[Stated exercise A]: Render the listing from its start through the line that contains "491, 369, 703, 426" as a Markdown table with the columns Row and Line. Omit blank lines and pictures.

[Page]:
--- Start ---
B-3: Acrylic emulsion resin (manufactured by Seiko PMC Corporation, product name "Hiros-X-PE-1126", glass transition temperature -12°C, acid value 50 mgKOH/g, solid content 41.5% by mass).
B-4: Styrene-acrylic copolymer emulsion resin (manufactured by BASF Japan, product name "Joncryl PDX-7734", glass transition temperature 40°C, acid value 89 mgKOH/g, solid content 41.4% by mass).
B-5: Styrene-acrylic copolymer emulsion resin (manufactured by BASF Japan, product name "Joncryl PDX-7630A", glass transition temperature 53°C, acid value 200 mgKOH/g, solid content 32% by mass).
In addition, b-1 and b-2 correspond to the acrylic emulsion resin (A) because the acid value is less than 40 mgKOH/g. Also, a-2 and B-5 are the same resin.

As other resins, the compounds shown below were used.
B'-1: Water-soluble acrylic resin (manufactured by BASF Japan, product name "Joncryl JDX-6180", weight average molecular weight 14,000, glass transition temperature 134°C, acid value 230 mgKOH/g, solids content 27% by mass).

The following compounds were used as titanium oxide and precipitated barium sulfate.
Titanium oxide: titanium oxide having a rutile crystal structure (manufactured by Ishihara Sangyo Kaisha, Ltd., product name "CR-90", oil absorption 21 mL/100 g, average particle size: 0.25 μm, solid content 100% by mass).
Precipitated barium sulfate: precipitated barium sulfate particles (manufactured by Sakai Chemical Industry Co., Ltd., product name "Precipitated Barium Sulfate 200", average particle size: 0.8 μm, solid content 100% by mass).
--- End ---
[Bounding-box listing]
--- Start ---
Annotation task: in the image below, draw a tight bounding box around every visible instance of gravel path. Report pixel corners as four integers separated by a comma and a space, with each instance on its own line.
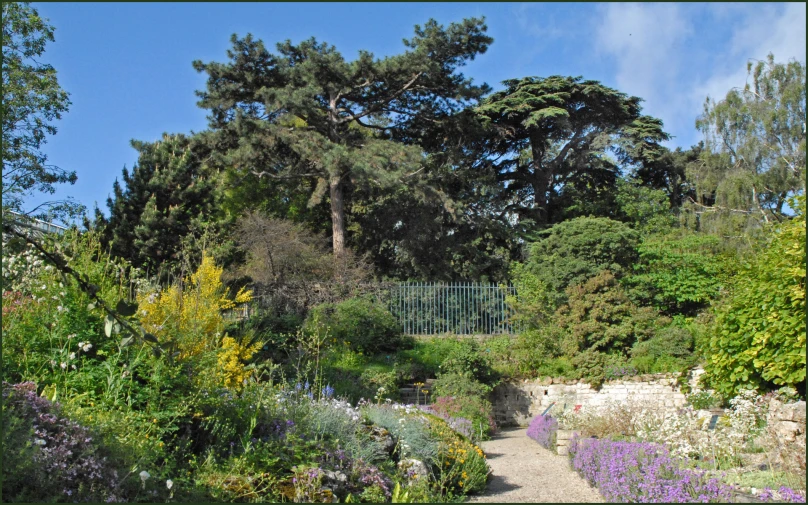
468, 428, 603, 503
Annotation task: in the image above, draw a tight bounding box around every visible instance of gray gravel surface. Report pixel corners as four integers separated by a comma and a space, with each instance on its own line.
468, 428, 603, 503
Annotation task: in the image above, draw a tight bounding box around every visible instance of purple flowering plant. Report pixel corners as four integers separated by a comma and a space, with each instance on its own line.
3, 382, 125, 502
570, 437, 734, 503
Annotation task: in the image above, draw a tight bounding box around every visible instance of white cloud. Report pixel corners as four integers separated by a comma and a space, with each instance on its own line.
594, 3, 693, 140
593, 3, 806, 147
691, 3, 806, 105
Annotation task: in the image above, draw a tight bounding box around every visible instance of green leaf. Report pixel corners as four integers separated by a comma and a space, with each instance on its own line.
104, 315, 115, 337
115, 300, 137, 317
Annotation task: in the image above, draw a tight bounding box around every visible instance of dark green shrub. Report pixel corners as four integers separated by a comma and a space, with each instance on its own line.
513, 217, 639, 306
440, 340, 497, 386
303, 298, 405, 354
572, 349, 607, 389
631, 326, 693, 360
433, 373, 493, 398
555, 270, 670, 357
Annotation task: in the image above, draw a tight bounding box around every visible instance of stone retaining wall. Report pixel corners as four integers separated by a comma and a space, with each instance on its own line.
491, 369, 701, 426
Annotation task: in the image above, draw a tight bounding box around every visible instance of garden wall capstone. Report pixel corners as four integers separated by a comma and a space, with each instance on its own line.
766, 399, 805, 442
491, 369, 703, 426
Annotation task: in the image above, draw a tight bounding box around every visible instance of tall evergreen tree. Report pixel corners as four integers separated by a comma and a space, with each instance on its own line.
477, 76, 668, 226
194, 19, 492, 256
96, 134, 218, 269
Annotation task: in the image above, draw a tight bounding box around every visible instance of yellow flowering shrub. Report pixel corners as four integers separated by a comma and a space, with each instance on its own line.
138, 253, 252, 360
218, 335, 261, 389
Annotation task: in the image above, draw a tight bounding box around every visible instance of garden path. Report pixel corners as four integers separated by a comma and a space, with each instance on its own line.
468, 428, 603, 503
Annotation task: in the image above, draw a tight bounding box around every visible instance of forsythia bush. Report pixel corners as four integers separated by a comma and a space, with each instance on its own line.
218, 336, 261, 388
138, 253, 254, 386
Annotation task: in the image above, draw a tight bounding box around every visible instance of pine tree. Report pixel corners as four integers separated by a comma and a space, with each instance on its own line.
96, 134, 218, 270
194, 19, 492, 256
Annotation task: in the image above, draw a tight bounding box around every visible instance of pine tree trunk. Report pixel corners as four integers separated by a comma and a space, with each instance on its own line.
328, 177, 345, 258
530, 138, 553, 225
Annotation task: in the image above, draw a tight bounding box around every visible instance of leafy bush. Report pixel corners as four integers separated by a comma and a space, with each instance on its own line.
303, 298, 404, 354
527, 415, 558, 452
570, 438, 732, 503
625, 233, 735, 316
512, 217, 639, 306
432, 373, 493, 398
440, 340, 498, 386
430, 396, 497, 440
704, 195, 806, 396
555, 270, 669, 356
137, 253, 252, 361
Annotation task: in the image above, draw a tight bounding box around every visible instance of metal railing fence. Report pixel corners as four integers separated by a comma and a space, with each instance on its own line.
388, 282, 518, 335
225, 282, 519, 335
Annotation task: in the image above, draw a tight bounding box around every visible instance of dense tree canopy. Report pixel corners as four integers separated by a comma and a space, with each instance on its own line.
96, 134, 219, 271
688, 54, 805, 232
194, 19, 492, 255
2, 2, 80, 216
477, 75, 668, 225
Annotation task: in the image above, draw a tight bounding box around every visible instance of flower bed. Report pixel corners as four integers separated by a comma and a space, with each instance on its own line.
569, 438, 734, 503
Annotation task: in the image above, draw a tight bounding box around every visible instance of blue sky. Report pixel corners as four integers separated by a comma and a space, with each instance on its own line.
27, 3, 806, 220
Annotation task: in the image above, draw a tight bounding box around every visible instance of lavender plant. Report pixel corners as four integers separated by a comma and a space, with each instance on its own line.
3, 382, 126, 502
570, 437, 733, 503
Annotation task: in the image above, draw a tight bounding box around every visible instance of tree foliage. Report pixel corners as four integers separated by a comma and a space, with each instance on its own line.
514, 217, 639, 306
2, 2, 81, 217
688, 54, 805, 233
555, 270, 658, 356
705, 195, 806, 396
625, 232, 736, 317
96, 134, 223, 271
477, 75, 668, 225
194, 19, 492, 255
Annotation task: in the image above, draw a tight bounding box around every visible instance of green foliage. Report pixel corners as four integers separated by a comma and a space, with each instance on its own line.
0, 2, 83, 219
476, 75, 668, 225
687, 391, 725, 410
95, 134, 220, 280
571, 349, 607, 389
688, 54, 805, 235
555, 270, 666, 357
440, 340, 498, 386
433, 372, 492, 399
514, 217, 639, 305
615, 179, 677, 234
194, 19, 492, 256
303, 298, 405, 354
505, 263, 554, 329
631, 325, 693, 360
705, 195, 806, 397
625, 233, 735, 317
--- End ---
[Stated exercise B]: In the resin specifications, what glass transition temperature is given for Joncryl PDX-7734?

[Worked solution A]:
| Row | Line |
|---|---|
| 1 | Annotation task: in the image below, draw a tight bounding box around every visible instance of gravel path. Report pixel corners as four integers separated by a comma and a space, with each instance on its own line. |
| 2 | 468, 428, 603, 503 |
| 3 | Annotation task: in the image above, draw a tight bounding box around every visible instance of gray gravel surface. Report pixel corners as four integers separated by a comma and a space, with each instance on its own line. |
| 4 | 468, 428, 603, 503 |
| 5 | Annotation task: in the image above, draw a tight bounding box around every visible instance of purple flowering plant. Report pixel corners as four integers separated by a comma and a space, with each instance on its own line. |
| 6 | 3, 382, 125, 502 |
| 7 | 570, 437, 734, 503 |
| 8 | Annotation task: in the image above, draw a tight bounding box around every visible instance of white cloud. Report pixel corners as four integers separated by a comma and a space, with each instance on its own line. |
| 9 | 594, 3, 693, 140 |
| 10 | 593, 3, 806, 147 |
| 11 | 691, 3, 806, 105 |
| 12 | Annotation task: in the image above, draw a tight bounding box around every visible instance of green leaf. Report pixel corners as four integers separated by a comma and a space, with each instance on its own line. |
| 13 | 104, 315, 115, 337 |
| 14 | 115, 300, 137, 317 |
| 15 | Annotation task: in the image above, draw a tight bounding box around every visible instance of dark green shrub. Report pixel corners as four integers separated by a comma and a space, with each instance on its own line. |
| 16 | 513, 217, 639, 306 |
| 17 | 440, 340, 497, 386 |
| 18 | 303, 298, 405, 354 |
| 19 | 572, 349, 607, 389 |
| 20 | 631, 326, 693, 360 |
| 21 | 433, 373, 493, 398 |
| 22 | 555, 270, 670, 357 |
| 23 | Annotation task: in the image above, draw a tight bounding box around every visible instance of stone retaining wall. Report pixel corners as four integers separated by a comma and a space, with each instance on its own line. |
| 24 | 491, 369, 701, 426 |
| 25 | Annotation task: in the image above, draw a tight bounding box around every visible instance of garden wall capstone. Report pixel corners as four integers separated by a comma and a space, with each instance on its own line. |
| 26 | 766, 399, 805, 442 |
| 27 | 491, 369, 703, 426 |

[Worked solution B]: 40°C